(Dataset content)

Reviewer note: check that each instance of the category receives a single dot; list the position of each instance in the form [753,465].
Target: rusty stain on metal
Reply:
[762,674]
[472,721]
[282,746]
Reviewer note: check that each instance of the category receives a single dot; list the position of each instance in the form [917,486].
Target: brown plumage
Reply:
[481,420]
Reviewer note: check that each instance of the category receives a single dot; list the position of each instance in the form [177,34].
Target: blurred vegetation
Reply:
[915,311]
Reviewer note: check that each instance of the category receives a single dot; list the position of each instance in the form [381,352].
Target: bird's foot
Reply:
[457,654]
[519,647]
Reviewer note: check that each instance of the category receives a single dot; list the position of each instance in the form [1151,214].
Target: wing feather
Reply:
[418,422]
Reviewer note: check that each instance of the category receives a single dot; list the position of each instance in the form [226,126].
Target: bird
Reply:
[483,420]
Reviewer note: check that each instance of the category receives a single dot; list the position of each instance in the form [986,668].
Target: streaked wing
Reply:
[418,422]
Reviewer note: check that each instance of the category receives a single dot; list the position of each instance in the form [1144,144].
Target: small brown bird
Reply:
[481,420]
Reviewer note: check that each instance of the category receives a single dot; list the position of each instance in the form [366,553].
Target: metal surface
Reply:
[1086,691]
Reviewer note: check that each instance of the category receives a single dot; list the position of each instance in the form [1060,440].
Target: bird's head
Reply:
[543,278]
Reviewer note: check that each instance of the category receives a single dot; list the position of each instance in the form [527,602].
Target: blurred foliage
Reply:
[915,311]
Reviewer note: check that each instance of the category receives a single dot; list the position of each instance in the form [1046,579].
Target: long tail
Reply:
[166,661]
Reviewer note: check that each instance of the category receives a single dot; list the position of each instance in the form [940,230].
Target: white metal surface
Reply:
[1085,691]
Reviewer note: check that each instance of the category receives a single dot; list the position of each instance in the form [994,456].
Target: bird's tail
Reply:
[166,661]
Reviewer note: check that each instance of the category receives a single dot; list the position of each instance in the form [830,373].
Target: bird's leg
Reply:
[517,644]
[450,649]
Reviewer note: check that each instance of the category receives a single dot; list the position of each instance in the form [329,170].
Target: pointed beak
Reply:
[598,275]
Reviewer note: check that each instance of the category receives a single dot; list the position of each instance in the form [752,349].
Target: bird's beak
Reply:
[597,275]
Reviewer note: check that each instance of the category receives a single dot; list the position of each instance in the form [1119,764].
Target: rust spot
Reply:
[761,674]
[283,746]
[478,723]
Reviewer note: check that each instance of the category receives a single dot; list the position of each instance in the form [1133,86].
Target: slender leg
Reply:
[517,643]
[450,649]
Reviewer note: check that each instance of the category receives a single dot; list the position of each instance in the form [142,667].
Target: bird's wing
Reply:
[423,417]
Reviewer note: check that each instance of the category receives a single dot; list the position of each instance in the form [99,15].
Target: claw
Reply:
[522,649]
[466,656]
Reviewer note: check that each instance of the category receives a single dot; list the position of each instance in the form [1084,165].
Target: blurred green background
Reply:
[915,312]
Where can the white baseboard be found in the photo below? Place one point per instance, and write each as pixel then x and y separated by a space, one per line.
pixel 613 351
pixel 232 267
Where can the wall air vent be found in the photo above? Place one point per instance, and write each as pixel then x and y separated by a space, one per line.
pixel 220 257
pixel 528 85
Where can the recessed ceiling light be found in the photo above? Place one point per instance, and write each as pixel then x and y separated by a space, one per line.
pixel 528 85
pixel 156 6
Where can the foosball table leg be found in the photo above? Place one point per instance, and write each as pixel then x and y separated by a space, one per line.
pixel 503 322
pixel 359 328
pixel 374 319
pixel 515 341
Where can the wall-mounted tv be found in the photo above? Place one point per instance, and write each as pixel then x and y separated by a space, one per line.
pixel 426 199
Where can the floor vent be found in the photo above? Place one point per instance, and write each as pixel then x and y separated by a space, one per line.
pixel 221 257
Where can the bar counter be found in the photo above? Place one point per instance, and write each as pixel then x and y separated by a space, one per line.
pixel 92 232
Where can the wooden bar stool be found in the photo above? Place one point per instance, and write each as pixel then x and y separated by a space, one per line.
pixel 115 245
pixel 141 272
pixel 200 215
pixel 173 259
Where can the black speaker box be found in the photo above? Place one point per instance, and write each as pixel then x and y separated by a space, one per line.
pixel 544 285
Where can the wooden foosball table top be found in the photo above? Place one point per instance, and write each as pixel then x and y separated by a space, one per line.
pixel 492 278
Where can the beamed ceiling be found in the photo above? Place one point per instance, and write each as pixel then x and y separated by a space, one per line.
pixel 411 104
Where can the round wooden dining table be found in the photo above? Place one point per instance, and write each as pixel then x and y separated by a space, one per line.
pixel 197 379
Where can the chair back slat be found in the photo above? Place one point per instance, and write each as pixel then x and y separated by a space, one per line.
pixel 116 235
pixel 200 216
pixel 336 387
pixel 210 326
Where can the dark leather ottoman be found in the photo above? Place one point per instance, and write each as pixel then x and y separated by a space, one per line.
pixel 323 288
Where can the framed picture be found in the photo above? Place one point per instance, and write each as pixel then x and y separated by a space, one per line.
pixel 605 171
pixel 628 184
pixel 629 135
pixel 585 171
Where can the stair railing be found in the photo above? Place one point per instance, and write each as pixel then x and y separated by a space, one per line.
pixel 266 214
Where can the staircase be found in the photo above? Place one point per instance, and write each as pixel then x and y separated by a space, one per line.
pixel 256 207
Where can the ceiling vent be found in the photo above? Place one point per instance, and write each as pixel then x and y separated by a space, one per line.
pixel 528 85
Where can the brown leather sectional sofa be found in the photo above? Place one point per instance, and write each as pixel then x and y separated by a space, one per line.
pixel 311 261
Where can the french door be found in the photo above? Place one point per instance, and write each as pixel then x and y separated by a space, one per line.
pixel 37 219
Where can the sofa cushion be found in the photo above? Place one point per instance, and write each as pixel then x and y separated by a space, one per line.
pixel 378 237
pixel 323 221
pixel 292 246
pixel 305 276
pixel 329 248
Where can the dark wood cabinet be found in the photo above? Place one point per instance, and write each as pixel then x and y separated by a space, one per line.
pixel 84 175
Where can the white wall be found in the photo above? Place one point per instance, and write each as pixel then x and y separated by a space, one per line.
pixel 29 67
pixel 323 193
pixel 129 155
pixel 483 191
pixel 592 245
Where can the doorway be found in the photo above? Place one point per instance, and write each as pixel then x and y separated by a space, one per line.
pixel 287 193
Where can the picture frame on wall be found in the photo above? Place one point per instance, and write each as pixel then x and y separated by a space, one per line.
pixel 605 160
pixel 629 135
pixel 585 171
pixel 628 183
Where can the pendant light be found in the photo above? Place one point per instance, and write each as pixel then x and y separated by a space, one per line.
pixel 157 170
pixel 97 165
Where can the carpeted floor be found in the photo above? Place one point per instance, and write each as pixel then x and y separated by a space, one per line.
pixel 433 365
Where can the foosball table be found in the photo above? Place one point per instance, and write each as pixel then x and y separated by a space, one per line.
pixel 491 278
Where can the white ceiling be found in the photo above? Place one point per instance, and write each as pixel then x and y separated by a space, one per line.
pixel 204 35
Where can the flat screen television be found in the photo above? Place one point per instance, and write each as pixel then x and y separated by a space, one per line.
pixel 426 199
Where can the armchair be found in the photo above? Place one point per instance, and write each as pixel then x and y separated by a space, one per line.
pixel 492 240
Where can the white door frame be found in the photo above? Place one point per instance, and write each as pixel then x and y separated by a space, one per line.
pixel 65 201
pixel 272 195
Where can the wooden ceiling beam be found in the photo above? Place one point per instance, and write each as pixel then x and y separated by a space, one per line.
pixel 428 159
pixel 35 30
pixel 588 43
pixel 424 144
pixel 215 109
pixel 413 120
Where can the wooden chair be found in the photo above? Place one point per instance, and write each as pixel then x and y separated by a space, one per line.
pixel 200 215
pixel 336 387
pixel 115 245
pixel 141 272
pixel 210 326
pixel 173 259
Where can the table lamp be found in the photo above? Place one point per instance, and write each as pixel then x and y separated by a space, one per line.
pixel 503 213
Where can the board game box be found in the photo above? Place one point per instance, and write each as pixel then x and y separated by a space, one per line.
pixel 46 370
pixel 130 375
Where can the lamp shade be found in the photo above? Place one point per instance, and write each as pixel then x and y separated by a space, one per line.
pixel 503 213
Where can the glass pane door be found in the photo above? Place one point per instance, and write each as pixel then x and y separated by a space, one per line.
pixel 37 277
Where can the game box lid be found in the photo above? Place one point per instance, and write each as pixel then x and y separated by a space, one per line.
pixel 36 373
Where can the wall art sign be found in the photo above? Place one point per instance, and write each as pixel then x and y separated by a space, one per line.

(End Dataset content)

**Aim of the task**:
A bare number is expected: how many lines above contain the word "metal"?

**Task result**:
3